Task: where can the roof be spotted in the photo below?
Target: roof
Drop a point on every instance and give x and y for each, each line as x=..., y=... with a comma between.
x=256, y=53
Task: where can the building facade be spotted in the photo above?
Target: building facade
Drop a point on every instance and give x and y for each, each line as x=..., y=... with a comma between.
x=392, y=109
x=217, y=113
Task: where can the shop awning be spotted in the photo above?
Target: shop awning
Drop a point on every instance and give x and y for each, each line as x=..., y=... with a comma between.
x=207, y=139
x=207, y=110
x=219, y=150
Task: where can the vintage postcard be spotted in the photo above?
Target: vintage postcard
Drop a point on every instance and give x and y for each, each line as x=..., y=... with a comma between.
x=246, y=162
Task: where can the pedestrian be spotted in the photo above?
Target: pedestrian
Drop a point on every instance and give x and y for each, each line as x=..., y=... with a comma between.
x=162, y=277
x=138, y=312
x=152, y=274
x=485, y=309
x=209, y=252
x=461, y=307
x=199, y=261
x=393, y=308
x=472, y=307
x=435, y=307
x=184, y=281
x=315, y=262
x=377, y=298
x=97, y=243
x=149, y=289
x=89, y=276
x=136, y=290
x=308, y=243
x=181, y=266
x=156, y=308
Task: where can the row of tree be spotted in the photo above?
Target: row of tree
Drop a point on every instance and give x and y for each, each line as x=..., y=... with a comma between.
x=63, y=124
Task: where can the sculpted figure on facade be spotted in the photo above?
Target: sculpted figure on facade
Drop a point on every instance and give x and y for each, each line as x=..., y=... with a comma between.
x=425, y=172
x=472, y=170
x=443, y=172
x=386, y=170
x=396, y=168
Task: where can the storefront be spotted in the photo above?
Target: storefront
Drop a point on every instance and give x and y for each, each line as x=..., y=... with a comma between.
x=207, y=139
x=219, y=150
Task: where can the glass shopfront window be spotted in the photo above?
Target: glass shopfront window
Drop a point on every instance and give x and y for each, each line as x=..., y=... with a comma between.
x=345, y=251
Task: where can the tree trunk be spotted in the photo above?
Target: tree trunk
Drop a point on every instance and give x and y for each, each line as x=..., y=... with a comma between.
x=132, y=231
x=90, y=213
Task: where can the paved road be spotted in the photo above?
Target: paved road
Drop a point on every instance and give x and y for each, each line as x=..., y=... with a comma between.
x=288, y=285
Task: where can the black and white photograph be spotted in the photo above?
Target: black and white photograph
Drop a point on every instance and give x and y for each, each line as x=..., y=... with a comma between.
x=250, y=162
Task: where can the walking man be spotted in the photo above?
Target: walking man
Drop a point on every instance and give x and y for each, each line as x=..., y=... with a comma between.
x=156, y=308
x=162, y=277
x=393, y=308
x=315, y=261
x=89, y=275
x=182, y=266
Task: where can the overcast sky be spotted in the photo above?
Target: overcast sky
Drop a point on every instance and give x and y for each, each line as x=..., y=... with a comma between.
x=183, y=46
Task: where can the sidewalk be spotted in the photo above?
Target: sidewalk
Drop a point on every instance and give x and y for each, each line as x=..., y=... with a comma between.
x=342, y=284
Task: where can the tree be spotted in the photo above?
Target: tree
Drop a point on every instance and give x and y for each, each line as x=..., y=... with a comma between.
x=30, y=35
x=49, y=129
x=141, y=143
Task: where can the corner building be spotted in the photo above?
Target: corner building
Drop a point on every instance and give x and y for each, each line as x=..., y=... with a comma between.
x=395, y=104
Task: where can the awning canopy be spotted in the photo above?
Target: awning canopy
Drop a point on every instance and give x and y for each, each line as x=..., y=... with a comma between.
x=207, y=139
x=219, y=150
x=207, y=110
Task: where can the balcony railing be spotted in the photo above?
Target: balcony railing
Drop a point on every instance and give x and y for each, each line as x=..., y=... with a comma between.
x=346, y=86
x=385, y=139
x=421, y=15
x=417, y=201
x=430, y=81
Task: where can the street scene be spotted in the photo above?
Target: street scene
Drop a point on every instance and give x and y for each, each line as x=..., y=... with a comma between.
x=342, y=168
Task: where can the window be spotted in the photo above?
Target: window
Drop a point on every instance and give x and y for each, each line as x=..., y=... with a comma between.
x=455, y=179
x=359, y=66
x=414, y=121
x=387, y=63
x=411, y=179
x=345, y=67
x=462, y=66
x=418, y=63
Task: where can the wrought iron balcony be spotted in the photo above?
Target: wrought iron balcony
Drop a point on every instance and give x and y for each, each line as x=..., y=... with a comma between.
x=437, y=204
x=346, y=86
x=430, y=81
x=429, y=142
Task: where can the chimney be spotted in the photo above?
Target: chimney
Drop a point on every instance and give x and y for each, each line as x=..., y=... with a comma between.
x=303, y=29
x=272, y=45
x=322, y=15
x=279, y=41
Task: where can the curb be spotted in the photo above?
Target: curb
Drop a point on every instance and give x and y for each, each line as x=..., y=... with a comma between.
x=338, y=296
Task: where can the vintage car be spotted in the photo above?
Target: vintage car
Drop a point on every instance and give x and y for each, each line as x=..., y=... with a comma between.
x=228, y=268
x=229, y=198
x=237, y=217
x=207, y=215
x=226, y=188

**Directions**
Reproduce every one of the items above, swapping "Drop a point" for "Place a mark" wherever it occurs and keeping everything else the same.

**Correct response**
Task: where can the roof be spotted in the photo below?
Target: roof
Place a mark on every instance and give x and y for each, each line as x=..., y=... with a comma between.
x=256, y=53
Task: where can the building facade be spotted in the photo above?
Target: building facade
Place a mark on every instance and give x and y for each, each line as x=..., y=... with a comma between.
x=392, y=109
x=217, y=113
Task: where can the shop awning be spotted in the photo above?
Target: shop awning
Place a mark on every instance and give x and y for each, each line as x=..., y=... with a comma between.
x=207, y=139
x=207, y=110
x=219, y=150
Task: where can the vintage postcard be spotted in the photo above?
Target: vintage postcard
Place a mark on every instance and give x and y for each, each line as x=..., y=... with a comma between.
x=246, y=162
Task: where can the pedestrian be spotted in the photo above?
Target: pedestrian
Place a mark on every instance and give x and y for each, each line as x=..., y=... with a comma between.
x=162, y=277
x=138, y=312
x=152, y=274
x=485, y=309
x=209, y=252
x=461, y=307
x=199, y=261
x=393, y=308
x=472, y=307
x=435, y=307
x=184, y=281
x=315, y=262
x=377, y=298
x=97, y=243
x=149, y=289
x=89, y=276
x=136, y=290
x=308, y=243
x=181, y=266
x=156, y=308
Task: where can the row of tree be spotted in the photo above?
Target: row of tree
Place a mark on every instance and give x and y for each, each line as x=..., y=... with a comma between.
x=63, y=124
Task: where can the sculpted figure on facade be spotted in the photo above?
Target: sculpted figure on facade
Place a mark on every instance and give x and y for each, each line as x=..., y=... with a comma between.
x=425, y=172
x=472, y=170
x=443, y=172
x=386, y=170
x=396, y=168
Task: where can the storefront be spotted in the photo above?
Target: storefront
Place a mark on every instance and give x and y for each, each line as x=..., y=... with a comma between.
x=207, y=139
x=219, y=150
Task: where can the glass shopfront window be spotted in the photo above?
Target: glass shopfront window
Place a mark on every instance and give x and y for each, each line as x=..., y=... with a comma between.
x=345, y=251
Task: where can the tree trunk be spotted in the photo above?
Target: tree trunk
Place a mark on every instance and give x and y for each, each line as x=..., y=... with a comma between.
x=132, y=231
x=90, y=213
Task: where can the paved road be spotted in the photo above?
Target: paved road
Place a mark on every instance and give x and y for each, each line as x=..., y=... with a comma between.
x=288, y=285
Task: where can the black and white photograph be spotted in the photo above?
Target: black and white photograph
Place a mark on every instance and give x and y for each, each line as x=..., y=... with a comma between.
x=250, y=162
Task: where can the walking man be spotted in the photo above?
Target: walking man
Place a mark on every instance and give x and y for each, each line as x=..., y=... with a comma between.
x=156, y=308
x=162, y=277
x=393, y=308
x=315, y=261
x=89, y=275
x=182, y=266
Task: where can the overcast sky be spotted in the photo above?
Target: overcast sky
Place a mark on every instance and give x and y for each, each line as x=..., y=... with a comma between.
x=183, y=46
Task: where can the sidewalk be spotted in the photo above?
Target: sidewalk
Place a mark on every instance and give x and y for each, each line as x=..., y=... with a comma between.
x=342, y=284
Task: where can the tree be spotted in the photo above?
Target: tree
Place a mark on every instance and give x and y for each, each line as x=..., y=... with a comma between.
x=30, y=35
x=49, y=129
x=141, y=143
Task: where can the corner building be spotted in the photo above?
Target: corner building
Place a mark on every instance and give x and y for each, each line as x=..., y=... with a comma between.
x=395, y=104
Task: where can the awning canopy be spotted in the photo above?
Target: awning canopy
Place a mark on every instance and give x and y for each, each line as x=..., y=... with a comma between.
x=207, y=139
x=219, y=150
x=207, y=110
Task: where can the balcony railing be spotted in the photo above?
Target: balcony railing
Place a mark on every instance and give x and y for each, each line as x=..., y=... with a comma between.
x=346, y=86
x=385, y=139
x=421, y=15
x=417, y=201
x=430, y=81
Task: where can the street scene be spotted in the photo above?
Target: street scene
Place a mark on every instance and give x and y for each, each line as x=..., y=... with a comma between.
x=342, y=168
Task: where can the window be spotted in the photo above?
Target: window
Place a mark on every instance and give x and y for each, each line as x=..., y=... with a comma between.
x=455, y=179
x=359, y=66
x=414, y=121
x=387, y=63
x=411, y=179
x=345, y=67
x=462, y=66
x=418, y=63
Task: where can the wrought iron balcony be spotted in the photo above?
Target: wrought iron balcony
Place a mark on every instance and give x and y for each, each line as x=..., y=... with a comma between.
x=437, y=204
x=346, y=86
x=430, y=81
x=429, y=142
Task: where can the chimney be spotted in the photo above?
Target: chimney
Place a mark on every instance and give x and y for each, each line as x=..., y=... with a comma between.
x=303, y=29
x=272, y=45
x=322, y=15
x=279, y=41
Task: where can the curb be spotted in the photo above?
Target: curb
Place a mark on every instance and give x and y for each, each line as x=..., y=... with a comma between.
x=338, y=296
Task: where can the vintage car be spotted in the photo above?
Target: vintage car
Place a mark on every instance and give x and y for each, each line as x=..., y=... with a comma between.
x=228, y=268
x=229, y=198
x=237, y=217
x=207, y=215
x=226, y=188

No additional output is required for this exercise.